Work instructions:
Change "moss clump" to "lichen patch" in the rows from the line containing "For the dataset, tag each instance of the moss" through the end of the rows, and give those lines again with nothing else altered.

Provided records:
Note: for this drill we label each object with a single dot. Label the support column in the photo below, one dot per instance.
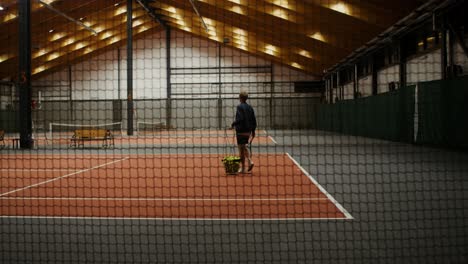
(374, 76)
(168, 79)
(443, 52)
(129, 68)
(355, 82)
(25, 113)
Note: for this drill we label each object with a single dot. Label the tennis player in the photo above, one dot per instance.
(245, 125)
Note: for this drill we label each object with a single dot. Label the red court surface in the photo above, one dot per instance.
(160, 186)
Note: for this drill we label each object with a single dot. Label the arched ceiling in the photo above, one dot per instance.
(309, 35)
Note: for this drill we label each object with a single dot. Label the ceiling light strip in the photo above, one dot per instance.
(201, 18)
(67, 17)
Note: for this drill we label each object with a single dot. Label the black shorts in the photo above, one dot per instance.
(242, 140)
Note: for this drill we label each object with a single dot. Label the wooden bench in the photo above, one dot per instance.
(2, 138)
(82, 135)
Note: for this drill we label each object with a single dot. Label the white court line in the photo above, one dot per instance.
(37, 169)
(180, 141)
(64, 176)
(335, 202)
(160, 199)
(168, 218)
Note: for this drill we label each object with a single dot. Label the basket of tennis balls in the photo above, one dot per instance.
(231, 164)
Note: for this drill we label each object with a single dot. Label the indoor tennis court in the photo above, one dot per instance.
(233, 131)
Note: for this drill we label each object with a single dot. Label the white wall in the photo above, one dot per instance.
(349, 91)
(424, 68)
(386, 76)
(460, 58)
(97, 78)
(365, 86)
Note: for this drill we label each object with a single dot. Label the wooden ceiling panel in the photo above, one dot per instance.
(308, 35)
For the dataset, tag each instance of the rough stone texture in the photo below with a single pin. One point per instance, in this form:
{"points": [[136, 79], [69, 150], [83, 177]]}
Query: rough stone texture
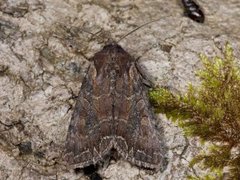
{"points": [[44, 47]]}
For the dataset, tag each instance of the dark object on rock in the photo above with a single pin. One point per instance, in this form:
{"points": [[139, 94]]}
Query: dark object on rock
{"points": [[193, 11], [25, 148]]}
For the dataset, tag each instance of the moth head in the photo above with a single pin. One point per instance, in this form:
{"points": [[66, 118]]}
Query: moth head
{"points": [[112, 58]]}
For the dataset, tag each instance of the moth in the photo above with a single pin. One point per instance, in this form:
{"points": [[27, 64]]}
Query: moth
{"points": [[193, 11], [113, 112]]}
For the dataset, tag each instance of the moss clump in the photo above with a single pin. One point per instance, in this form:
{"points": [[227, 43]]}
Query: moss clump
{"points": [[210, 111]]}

Complete answer:
For the dataset, tag each instance of the lichen patch in the photo above with a single pin. One point per instance, in this form:
{"points": [[227, 43]]}
Query: lichen patch
{"points": [[210, 111]]}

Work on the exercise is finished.